▶ **Task**:
Find each line in the entries below that contains the string "woman", treating case as significant, and copy those lines out in full.

[Start Data shown]

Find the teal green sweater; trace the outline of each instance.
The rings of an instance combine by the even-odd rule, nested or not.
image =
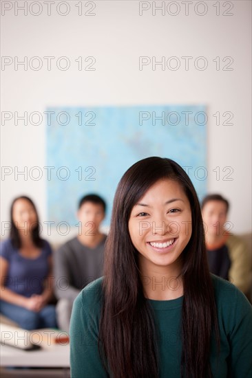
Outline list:
[[[252,307],[233,284],[211,274],[220,333],[220,355],[212,338],[210,364],[214,378],[252,377]],[[103,378],[98,350],[102,278],[87,285],[75,300],[70,324],[72,378]],[[160,329],[158,340],[160,378],[179,378],[182,342],[179,329],[183,296],[171,300],[147,300]],[[116,346],[114,346],[116,347]],[[203,377],[202,377],[203,378]]]

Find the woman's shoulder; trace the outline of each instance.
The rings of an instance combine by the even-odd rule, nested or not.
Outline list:
[[[52,254],[52,247],[48,243],[48,241],[45,239],[41,239],[41,244],[42,244],[42,250],[45,253],[47,256],[49,256]]]
[[[75,306],[98,312],[102,303],[103,281],[103,277],[100,277],[85,287],[76,298]]]

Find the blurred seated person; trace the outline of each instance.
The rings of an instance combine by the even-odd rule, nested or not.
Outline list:
[[[0,247],[0,312],[32,330],[56,328],[52,256],[49,243],[40,236],[37,211],[32,201],[19,197],[10,209],[10,238]]]
[[[74,299],[87,284],[103,276],[107,236],[99,227],[105,210],[105,202],[99,196],[83,197],[77,212],[81,222],[78,235],[54,254],[57,320],[59,328],[67,332]]]
[[[243,241],[225,230],[229,208],[228,201],[218,194],[207,196],[202,203],[210,271],[248,295],[251,282],[249,254]]]

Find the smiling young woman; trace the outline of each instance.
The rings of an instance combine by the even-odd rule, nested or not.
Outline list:
[[[187,175],[169,159],[134,164],[115,194],[104,278],[74,302],[72,376],[246,378],[251,335],[246,298],[209,273]]]

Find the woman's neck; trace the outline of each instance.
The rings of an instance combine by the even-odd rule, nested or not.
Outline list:
[[[148,263],[140,265],[146,298],[155,300],[169,300],[183,295],[183,280],[180,276],[180,264],[176,264],[176,267],[151,266]]]
[[[28,232],[25,234],[24,232],[19,232],[19,234],[23,248],[25,247],[32,247],[32,245],[34,245],[32,234],[30,232]]]

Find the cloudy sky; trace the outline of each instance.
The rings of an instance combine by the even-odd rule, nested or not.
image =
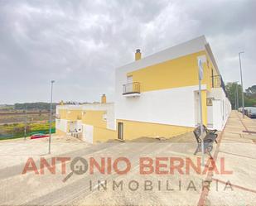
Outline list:
[[[114,69],[205,35],[225,82],[256,84],[256,1],[0,0],[0,104],[114,99]]]

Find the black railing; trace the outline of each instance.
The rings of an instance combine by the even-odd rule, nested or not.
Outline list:
[[[123,94],[140,93],[140,84],[133,82],[123,85]]]
[[[211,87],[212,88],[222,88],[225,93],[227,96],[227,92],[221,75],[215,75],[211,77]]]

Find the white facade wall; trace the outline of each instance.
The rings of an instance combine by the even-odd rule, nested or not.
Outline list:
[[[89,143],[94,143],[94,126],[83,124],[82,140]]]

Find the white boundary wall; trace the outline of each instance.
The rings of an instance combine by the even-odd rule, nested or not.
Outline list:
[[[205,89],[205,85],[202,85]],[[142,93],[140,97],[116,95],[116,118],[195,127],[195,91],[198,86]]]

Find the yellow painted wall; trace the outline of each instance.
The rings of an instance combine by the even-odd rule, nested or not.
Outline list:
[[[165,137],[167,138],[184,134],[193,131],[192,127],[171,126],[167,124],[148,123],[137,121],[117,120],[123,122],[123,139],[132,140],[142,137]]]
[[[129,72],[127,75],[133,75],[133,81],[140,83],[141,92],[198,85],[197,57],[204,55],[206,55],[206,52],[202,50]],[[206,63],[203,66],[202,84],[208,86],[211,73]],[[210,85],[207,87],[210,88]]]
[[[80,120],[82,118],[81,109],[59,109],[60,119],[70,121]]]
[[[116,131],[94,127],[94,143],[114,140],[117,137]]]
[[[209,79],[209,84],[210,85],[210,88],[212,88],[212,79],[210,78],[211,75],[212,75],[212,71],[213,71],[213,75],[215,76],[215,75],[220,75],[220,73],[217,71],[217,69],[214,66],[209,55],[207,52],[205,52],[205,55],[206,55],[206,59],[207,59],[207,69],[209,70],[209,73],[210,73],[210,79]],[[212,70],[211,70],[212,69]],[[215,87],[220,87],[220,85],[215,85]]]
[[[85,110],[84,111],[82,122],[84,124],[106,128],[107,122],[103,119],[103,116],[105,113],[106,111]]]

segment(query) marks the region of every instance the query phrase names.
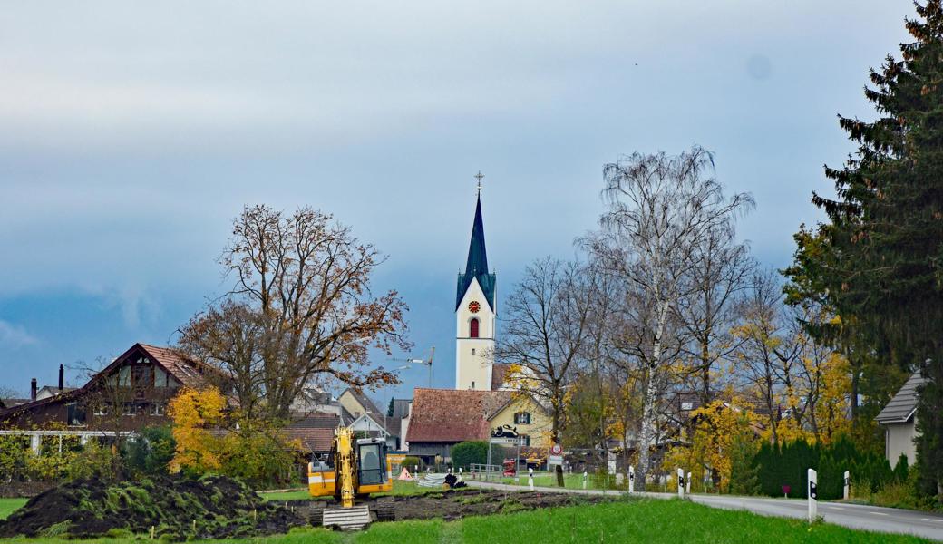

[End Data shown]

▶ **Exercise answer**:
Find the woman's shoulder; trace the outline of each instance.
Find the smiling young woman; trace the outline of each instance.
Find the woman's neck; trace the outline of each instance.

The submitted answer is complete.